What the task asks:
Transcribe the material below verbatim, leaving out the pictures.

>>>>>

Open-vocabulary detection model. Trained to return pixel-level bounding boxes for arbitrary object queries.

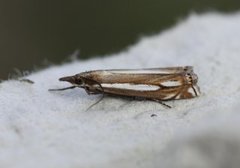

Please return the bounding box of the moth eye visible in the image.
[186,73,192,84]
[75,78,83,85]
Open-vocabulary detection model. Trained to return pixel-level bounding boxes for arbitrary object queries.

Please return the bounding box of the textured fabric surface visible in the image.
[0,13,240,168]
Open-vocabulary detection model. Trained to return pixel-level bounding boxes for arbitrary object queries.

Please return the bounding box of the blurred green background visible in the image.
[0,0,240,79]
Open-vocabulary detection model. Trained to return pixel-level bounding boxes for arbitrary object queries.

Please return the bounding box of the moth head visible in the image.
[185,73,198,85]
[59,75,84,87]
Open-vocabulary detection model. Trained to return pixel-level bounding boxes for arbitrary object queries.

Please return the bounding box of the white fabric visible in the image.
[0,13,240,168]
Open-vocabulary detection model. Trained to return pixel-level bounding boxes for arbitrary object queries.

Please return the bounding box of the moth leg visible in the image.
[48,86,76,92]
[86,94,104,111]
[150,99,172,108]
[19,78,34,84]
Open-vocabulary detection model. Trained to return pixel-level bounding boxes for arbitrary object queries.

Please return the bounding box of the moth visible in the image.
[49,66,200,107]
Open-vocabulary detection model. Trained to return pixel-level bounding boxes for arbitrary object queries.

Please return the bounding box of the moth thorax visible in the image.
[185,73,198,84]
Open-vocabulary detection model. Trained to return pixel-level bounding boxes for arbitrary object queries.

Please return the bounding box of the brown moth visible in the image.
[49,66,200,107]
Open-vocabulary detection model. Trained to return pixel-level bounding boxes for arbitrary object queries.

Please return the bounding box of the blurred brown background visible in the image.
[0,0,240,79]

<<<<<

Full response:
Open-vocabulary detection model. Trained to return pixel-level bounding boxes for arbitrary object queries.


Please return the bounding box of the moth eye visible in the image.
[186,73,192,84]
[75,78,83,85]
Open-vocabulary detection model. Trained to return pixel-level bounding boxes for arbitrary object queries.

Please return the bounding box of the textured fabric surface visible in the image.
[0,13,240,168]
Open-vocabulary detection model. Trained to return pixel-level bounding boxes for arbitrary object queries.

Please return the bounding box of the blurred green background visible in the image.
[0,0,240,79]
Open-vocabulary detection model. Trained to return pixel-level bounding boxes for arbitrary object queries.

Please return the bounding box of the moth head visible in the image.
[185,73,198,85]
[59,75,84,87]
Open-vocabulary detection model. Trained to return pixel-level bounding boxes for arbitrary object queries.

Please return the bounding box of the white fabric visible in the image.
[0,13,240,168]
Open-vocabulary detection model. Trained to return pixel-level bounding boxes for arbitrary object queries.

Please return the bounding box of the moth leg visible in the image.
[48,86,76,92]
[86,94,104,111]
[150,99,172,108]
[19,78,34,84]
Open-vocabulary detection model. Trained to return pixel-level bounding boxes for arbitrary object queries.

Please return the bounding box of the moth visible in the image.
[49,66,200,107]
Open-vocabulary detection model. Trained to return pixel-level bounding boxes for arbitrary object queries.

Please return the bounding box of the moth thorax visible in the image.
[185,73,198,84]
Open-vocabulary detection model. Trained to return pixel-level bounding boxes for arbitrary object queries.

Please return the bounding box of the brown moth visible in the image.
[49,66,200,107]
Open-vocabulary detection model. Trained to return pixel-level bounding boxes for arbitrary object queries.

Please return the bounding box of the blurred brown background visible in the image.
[0,0,240,79]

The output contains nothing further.